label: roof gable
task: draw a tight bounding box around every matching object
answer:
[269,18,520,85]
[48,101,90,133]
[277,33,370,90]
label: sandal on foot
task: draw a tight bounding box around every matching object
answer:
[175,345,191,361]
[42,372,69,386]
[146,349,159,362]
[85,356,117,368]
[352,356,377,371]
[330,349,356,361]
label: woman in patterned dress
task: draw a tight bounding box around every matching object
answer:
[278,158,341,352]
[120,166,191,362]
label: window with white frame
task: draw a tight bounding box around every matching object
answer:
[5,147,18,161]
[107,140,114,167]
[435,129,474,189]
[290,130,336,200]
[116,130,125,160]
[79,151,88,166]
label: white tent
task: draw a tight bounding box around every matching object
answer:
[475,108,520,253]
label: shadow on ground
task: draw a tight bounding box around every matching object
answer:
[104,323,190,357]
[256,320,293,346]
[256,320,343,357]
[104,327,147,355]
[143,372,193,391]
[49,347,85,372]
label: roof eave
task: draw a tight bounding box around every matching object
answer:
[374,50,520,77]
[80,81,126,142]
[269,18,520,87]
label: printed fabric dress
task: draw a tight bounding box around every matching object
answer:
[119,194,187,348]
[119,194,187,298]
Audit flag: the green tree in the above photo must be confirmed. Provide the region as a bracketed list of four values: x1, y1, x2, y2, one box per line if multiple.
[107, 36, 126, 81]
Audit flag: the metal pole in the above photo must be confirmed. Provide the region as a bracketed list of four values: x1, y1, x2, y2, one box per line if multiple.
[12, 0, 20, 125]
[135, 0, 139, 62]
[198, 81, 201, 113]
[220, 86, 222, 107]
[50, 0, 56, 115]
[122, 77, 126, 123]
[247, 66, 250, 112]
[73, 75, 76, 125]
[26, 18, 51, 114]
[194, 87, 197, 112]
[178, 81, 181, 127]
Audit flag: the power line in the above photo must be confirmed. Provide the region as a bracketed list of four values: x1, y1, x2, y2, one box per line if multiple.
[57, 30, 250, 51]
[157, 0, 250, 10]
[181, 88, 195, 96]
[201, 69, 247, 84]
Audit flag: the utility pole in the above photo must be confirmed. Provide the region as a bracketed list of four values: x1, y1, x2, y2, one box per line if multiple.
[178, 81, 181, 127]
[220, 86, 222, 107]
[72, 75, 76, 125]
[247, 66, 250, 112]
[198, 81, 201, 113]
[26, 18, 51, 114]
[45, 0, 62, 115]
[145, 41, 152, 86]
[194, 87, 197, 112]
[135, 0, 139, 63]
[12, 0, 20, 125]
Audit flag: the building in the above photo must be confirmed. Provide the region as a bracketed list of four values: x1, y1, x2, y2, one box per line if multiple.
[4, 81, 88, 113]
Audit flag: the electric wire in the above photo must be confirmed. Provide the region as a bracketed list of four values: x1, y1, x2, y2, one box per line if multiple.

### Problem details
Reproduce the material above in full, swapping each occurrence of "Audit flag" for "Review flag" and leaving everything else unchanged.

### Worked solution
label: roof gable
task: draw a tight bounding box around every matching object
answer:
[269,18,520,85]
[48,101,90,133]
[277,33,370,90]
label: sandal on foot
task: draw a tight bounding box around every matching object
answer:
[175,345,191,361]
[42,372,69,386]
[146,349,159,362]
[85,356,117,368]
[352,356,377,371]
[330,349,356,361]
label: woman in patterned dress
task: draw a tight bounding box around every matching object
answer:
[278,158,341,352]
[120,166,191,362]
label: window with white frame
task: draw a tight bounding box around every matching object
answer:
[5,147,18,161]
[107,140,114,167]
[435,129,474,189]
[290,130,336,200]
[116,130,125,160]
[79,151,88,166]
label: white tent
task: draw a tight bounding box around every matching object
answer:
[475,108,520,253]
label: shadow on ground
task: draw a tight bounding box around every matching object
answer:
[104,323,190,357]
[256,320,293,346]
[256,320,343,357]
[104,327,147,355]
[143,372,193,391]
[49,347,85,372]
label: roof eave
task: draw a tight bounding box around every matching object
answer:
[374,50,520,77]
[80,81,126,142]
[269,18,520,87]
label: printed fabric dress
task: draw a tight bounding box around every matching object
answer:
[119,194,187,348]
[119,194,187,298]
Review flag: the green tree in the above photo must be confirmed. Provide the region as a bracketed list of four values: x1, y1, x2, y2, one box per line if multiple.
[107, 36, 126, 81]
Review flag: the metal pole in the above photo must be confirmed. Provide the region as a bracketed list of four values: x1, y1, x2, y2, one box per line if multiple.
[12, 0, 20, 125]
[135, 0, 139, 62]
[198, 81, 201, 113]
[220, 86, 222, 107]
[50, 0, 56, 115]
[122, 77, 126, 123]
[247, 66, 250, 112]
[73, 75, 76, 125]
[26, 18, 51, 114]
[194, 87, 197, 112]
[178, 81, 181, 127]
Review flag: the power line in the above photo must be confirmed. Provide the region as a bracketed list of four values: x1, y1, x2, y2, one box per line if multiple.
[57, 30, 250, 51]
[157, 0, 250, 10]
[181, 88, 195, 96]
[201, 69, 247, 84]
Review flag: the utility pole in the above photo must be confirmed. Provide the region as a bracketed list of four values: x1, y1, x2, y2, one box per line if multiple.
[178, 81, 181, 127]
[220, 86, 222, 107]
[72, 75, 76, 125]
[247, 66, 250, 112]
[198, 81, 201, 113]
[26, 18, 51, 114]
[45, 0, 62, 115]
[145, 41, 152, 86]
[194, 87, 197, 112]
[135, 0, 139, 63]
[12, 0, 20, 125]
Review flag: the building in the above photo must be confirmed. Provide the region as a bracketed list of four values: x1, y1, x2, y2, one box per line if multiple.
[4, 81, 88, 113]
Review flag: the electric wire in the above photo must be confirmed. Provide the region as a bracketed list of four values: x1, y1, x2, y2, one box per line if multiple.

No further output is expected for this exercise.